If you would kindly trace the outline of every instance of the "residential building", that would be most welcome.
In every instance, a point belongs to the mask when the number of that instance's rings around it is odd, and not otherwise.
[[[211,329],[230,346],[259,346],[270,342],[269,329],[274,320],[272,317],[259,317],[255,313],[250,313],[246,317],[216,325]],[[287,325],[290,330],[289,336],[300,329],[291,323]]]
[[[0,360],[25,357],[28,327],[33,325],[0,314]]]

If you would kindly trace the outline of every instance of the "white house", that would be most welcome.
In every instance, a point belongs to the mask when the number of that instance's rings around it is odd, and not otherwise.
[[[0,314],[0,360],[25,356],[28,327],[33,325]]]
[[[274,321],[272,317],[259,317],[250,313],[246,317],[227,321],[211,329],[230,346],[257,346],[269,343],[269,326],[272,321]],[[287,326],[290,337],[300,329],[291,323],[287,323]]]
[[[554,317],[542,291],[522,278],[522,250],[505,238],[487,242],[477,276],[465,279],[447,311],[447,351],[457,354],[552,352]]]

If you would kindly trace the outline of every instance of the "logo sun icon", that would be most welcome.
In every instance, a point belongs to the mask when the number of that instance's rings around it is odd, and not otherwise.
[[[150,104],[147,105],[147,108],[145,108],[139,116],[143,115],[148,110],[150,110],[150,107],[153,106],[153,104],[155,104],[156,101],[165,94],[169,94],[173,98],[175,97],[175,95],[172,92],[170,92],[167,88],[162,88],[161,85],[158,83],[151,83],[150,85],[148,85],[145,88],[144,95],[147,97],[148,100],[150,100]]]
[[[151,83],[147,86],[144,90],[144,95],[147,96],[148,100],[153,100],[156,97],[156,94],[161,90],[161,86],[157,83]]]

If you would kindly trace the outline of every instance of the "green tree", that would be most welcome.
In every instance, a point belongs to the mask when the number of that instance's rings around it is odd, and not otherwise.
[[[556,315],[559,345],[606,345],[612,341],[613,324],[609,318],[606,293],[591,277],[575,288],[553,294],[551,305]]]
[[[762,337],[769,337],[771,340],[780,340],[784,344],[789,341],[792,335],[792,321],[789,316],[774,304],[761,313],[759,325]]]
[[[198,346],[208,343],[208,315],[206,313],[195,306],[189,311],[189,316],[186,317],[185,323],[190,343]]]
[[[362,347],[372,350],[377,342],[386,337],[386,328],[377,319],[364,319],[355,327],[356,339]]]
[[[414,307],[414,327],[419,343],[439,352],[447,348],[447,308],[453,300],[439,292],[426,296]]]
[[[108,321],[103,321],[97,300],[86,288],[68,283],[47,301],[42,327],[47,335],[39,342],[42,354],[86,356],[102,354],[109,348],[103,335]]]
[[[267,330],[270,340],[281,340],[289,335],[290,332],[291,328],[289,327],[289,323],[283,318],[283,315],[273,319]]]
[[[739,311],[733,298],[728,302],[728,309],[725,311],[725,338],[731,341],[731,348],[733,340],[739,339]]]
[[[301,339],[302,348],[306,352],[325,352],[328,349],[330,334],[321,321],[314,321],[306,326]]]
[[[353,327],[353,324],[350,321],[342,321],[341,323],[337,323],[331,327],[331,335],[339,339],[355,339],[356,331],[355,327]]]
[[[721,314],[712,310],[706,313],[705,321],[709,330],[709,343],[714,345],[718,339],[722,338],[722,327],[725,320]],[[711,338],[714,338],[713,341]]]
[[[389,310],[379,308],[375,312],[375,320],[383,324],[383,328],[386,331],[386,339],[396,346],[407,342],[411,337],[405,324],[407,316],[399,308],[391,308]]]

::::

Pull out each line of the rows above that contains the string "would", matching case exactly.

** REPLY **
If you would kindly trace the outline of every instance of the "residential building", that would be most welcome.
If you would kindly trace the outline of every instance of the "white house", that would be most welcome.
If you would kindly trace the outline of every instance of the "logo sun icon", that would be most welcome.
If you would kindly trace the outline of every instance of the "green tree", that would be most welcome.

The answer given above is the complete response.